▶ _Exercise data_
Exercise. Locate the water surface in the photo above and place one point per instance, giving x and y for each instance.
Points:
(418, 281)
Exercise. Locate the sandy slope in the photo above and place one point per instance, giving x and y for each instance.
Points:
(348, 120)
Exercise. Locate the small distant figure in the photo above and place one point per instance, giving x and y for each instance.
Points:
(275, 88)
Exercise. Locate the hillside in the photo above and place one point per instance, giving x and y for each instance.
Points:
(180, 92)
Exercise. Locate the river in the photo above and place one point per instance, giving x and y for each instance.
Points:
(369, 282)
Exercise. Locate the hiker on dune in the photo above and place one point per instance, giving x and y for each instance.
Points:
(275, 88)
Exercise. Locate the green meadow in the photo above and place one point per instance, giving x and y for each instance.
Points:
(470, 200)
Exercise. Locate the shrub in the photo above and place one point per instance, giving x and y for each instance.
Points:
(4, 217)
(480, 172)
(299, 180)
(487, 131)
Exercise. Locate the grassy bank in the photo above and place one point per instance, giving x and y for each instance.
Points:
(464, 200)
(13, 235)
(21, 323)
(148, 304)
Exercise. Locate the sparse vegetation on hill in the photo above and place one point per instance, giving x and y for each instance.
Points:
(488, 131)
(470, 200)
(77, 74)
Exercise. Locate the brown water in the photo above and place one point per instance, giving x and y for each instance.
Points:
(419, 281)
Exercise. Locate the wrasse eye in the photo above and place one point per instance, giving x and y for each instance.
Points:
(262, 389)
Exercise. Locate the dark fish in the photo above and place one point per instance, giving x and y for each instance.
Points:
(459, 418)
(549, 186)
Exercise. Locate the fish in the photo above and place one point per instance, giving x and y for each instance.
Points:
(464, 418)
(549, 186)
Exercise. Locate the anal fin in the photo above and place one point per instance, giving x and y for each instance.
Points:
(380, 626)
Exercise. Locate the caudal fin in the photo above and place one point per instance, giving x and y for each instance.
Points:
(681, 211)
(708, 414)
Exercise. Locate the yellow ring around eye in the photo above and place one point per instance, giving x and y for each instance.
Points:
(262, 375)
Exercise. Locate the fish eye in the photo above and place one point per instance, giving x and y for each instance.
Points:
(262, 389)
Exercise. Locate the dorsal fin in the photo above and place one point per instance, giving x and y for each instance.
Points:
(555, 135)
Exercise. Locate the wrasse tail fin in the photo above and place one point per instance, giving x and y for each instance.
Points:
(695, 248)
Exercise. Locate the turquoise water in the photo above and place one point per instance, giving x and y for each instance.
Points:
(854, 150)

▶ _Short task_
Substitute "Find" for every "Locate" in the lines above, and reproduce them with nothing else altered.

▶ _Task output_
Exercise. Find the water surface in the photo above and place one point per instance, giving x and y for each instance.
Points:
(418, 281)
Exercise. Find the sandy slope in the photo above and place one point per instance, giving x and y for each instance.
Points:
(348, 120)
Exercise. Find the small distant figure in the photo above and place one point per instance, giving x and y for each instance.
Points:
(275, 88)
Exercise. Find the hillside in the photo above and place one point per instance, giving x and y for each instance.
Points:
(180, 92)
Exercise. Find the river in the photo above and place one point per instance, giving x and y for each instance.
Points:
(369, 282)
Exercise. Find the hiker on dune in the photo above and place one point per instance, giving x and y for each instance.
Points:
(275, 88)
Exercise. Find the green meadow in the photo above and place one point per instance, giving x and y for each instance.
Points:
(470, 200)
Exercise. Find the shrub in the photo above and place one point per instance, giving x and y for each instance.
Points:
(4, 217)
(480, 172)
(299, 180)
(487, 131)
Exercise. Find the grassy bank in the photo above and place one point per instance, giving x and y for each instance.
Points:
(464, 200)
(13, 235)
(21, 323)
(148, 304)
Exercise. Find the sparse vegetation on hill in the photo above and place one point per instance, giving x and y for each instance.
Points:
(488, 131)
(470, 200)
(77, 74)
Exercise. Find the brown water in the photo above and place one point per instance, giving x and y for each instance.
Points:
(419, 281)
Exercise. Find the wrasse eye in the photo above and place one point per instance, giving x and y for each instance.
Points:
(262, 389)
Exercise. Find the dark fish in the photo above and place one point per instance, giving x and y for each instance.
Points:
(459, 418)
(549, 186)
Exercise. Find the fish in the photo above and place one point per instance, giving x and y for each instance.
Points:
(464, 418)
(549, 186)
Exercise. Find the anal fin in the photo above and place one point per instance, giving x and y for each instance.
Points:
(380, 626)
Exercise. Find the caudal fin in the photo above and place one point per instance, giving x and y for each instance.
Points:
(681, 211)
(708, 414)
Exercise. Find the yellow ring around eye in the photo above and place one point per instance, giving x and y for each instance.
Points:
(262, 375)
Exercise. Find the fish eye in the photo above and place one point per instance, giving x and y for each instance.
Points:
(262, 389)
Exercise. Find the dorsal fin in the photo above and place one point per instance, giving x and y for each instance.
Points:
(555, 135)
Exercise. Find the wrasse tail fin in the photo above and place one point per instance, giving x and y for each instance.
Points:
(695, 248)
Exercise. Find the turquoise water in the photo above and place one point per instance, giving x and y for each instance.
Points:
(854, 150)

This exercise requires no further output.